## Excerpted passage
Quote:
Originally Posted by
florida joe 
Oh now I understand, you had an algae problem due to high nitrates you assumed. You then decided to employ a turf scrubber to deal with the nitrates. The scrubber was not getting good growth because you felt that it was getting out competed by the algae in your DT even though it was getting the first shot at nutrient water via the flow over the screen. So you then were told to feed more, introducing more organics to further increase your nitrates. Now with all this added” food” you were able to grow enough algae on the screen to out compete the tank (the screen was getting nutrient water constantly as opposed to the algae in your DT.)Now on to the corals, you are maintaining corals that need target feeding I assume by your post. You feel that it is wiser to feed extra fish food in the hopes that your fish will not eat it and it will degrade to the point where it will be small enough for your corals to eat? And as your state you see no down side to over feed fish.
So the bottom line if I understand this right is to increase the bio load to feed the screen to decrees the high nitrates that cause the algae to grow in your tank. umm call me crazy but and this is just off the top of my head what if you addressed the initial reason for the algae growth in your tank which may have been high nutrients in the first place.

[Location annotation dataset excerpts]
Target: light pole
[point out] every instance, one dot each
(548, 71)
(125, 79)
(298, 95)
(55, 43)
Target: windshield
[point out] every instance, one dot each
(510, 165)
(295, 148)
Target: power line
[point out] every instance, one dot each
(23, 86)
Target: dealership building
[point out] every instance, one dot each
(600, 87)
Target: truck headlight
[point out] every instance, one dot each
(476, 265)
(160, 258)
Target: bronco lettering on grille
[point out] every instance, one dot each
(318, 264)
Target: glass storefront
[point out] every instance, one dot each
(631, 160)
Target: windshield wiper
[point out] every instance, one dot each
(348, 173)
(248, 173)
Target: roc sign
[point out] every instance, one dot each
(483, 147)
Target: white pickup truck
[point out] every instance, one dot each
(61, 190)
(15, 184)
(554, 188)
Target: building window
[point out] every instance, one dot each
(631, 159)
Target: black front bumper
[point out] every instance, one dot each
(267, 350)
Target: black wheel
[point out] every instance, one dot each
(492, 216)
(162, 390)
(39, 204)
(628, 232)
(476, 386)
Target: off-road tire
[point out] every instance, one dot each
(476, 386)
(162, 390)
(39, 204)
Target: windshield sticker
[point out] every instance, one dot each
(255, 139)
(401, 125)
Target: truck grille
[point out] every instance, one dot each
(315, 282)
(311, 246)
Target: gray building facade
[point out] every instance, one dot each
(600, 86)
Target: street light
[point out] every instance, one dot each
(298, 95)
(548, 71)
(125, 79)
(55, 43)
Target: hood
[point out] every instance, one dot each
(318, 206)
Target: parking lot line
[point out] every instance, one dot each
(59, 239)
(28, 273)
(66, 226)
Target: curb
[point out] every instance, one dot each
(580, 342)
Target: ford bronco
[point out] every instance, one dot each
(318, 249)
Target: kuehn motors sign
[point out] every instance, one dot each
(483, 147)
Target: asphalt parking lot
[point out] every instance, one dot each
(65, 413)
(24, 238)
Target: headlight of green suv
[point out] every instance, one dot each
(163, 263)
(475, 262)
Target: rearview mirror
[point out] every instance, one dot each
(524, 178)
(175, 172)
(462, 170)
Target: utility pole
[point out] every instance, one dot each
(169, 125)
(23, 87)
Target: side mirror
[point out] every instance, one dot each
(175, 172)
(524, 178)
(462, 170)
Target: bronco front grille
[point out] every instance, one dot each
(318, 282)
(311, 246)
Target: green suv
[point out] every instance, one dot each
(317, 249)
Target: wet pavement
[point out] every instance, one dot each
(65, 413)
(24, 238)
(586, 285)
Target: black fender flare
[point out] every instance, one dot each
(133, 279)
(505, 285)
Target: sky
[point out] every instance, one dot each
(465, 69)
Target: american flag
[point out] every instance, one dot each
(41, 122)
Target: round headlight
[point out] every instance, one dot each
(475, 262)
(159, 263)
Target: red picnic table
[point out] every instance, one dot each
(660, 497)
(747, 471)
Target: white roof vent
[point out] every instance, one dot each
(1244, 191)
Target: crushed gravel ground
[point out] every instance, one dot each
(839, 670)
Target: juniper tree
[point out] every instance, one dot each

## What to do
1. Decide whether each statement below agrees with the forum post about the turf scrubber, answering yes or no and quoting the exact words from the post that settle it: (a) the screen received nutrient water before the display tank did; (b) the post describes feeding less fish food so the corals stay healthy; (c) the post suggests dealing with the original cause of the algae growth.
2. Proceed with the forum post about the turf scrubber and nitrates, writing what comes after its last sentence.
You can complete the work without the rows.

## Answers provided
1.
(a) Yes: "it was getting the first shot at nutrient water via the flow over the screen"
(b) No: "You feel that it is wiser to feed extra fish food in the hopes that your fish will not eat it"
(c) Yes: "what if you addressed the initial reason for the algae growth in your tank"

2.
If you are reffering to constant water changes, minimal feedings and a good skimmer and some cheato. As I said before, I was doing this. 10% water change per week every single week, cheato, and only feeding about 1/8 of a cube of food every 3 days. my nitrates were always 20-40 phos hovered around .25.
So I guess if I have to feed in excess with no ill results to get a good phos and trate reading then I am going to do that.
Besides, how many on here are afraid to feed to much because they know the result will be an ammonia spike, phos spike or trate spike or all of the above? It's fun to feed fish, I would think everyone can agree on that.
So if you could feed as much as you want and have solid water parameters I guess I don't see the downside. I'm a very firm believer in the scrubbers as I've seen what they can do.
I think maybe what people don't realize is that growing Algae in your tank has no chance against growing algae on a screen. once the screen grows in it will easily out compete even the worst hair algae problems. The reason for this is the lack of water the light has to penetrate to get to the place where it can easily grow algae. On a scrubber there is no water penetration just a light waterfall over a screen, The lights are closer than the lights on the DT. The algae in the tank may get first crack at it, but that algae isn't getting the amount of light or the O2 that the scrubber gets.
The only downsides I've noticed to the scrubber is it's a bit noisy unless you fully enclose it (which I plan to do someday when I have some spare time) And you have to clean it once a week (takes approx 5 mins)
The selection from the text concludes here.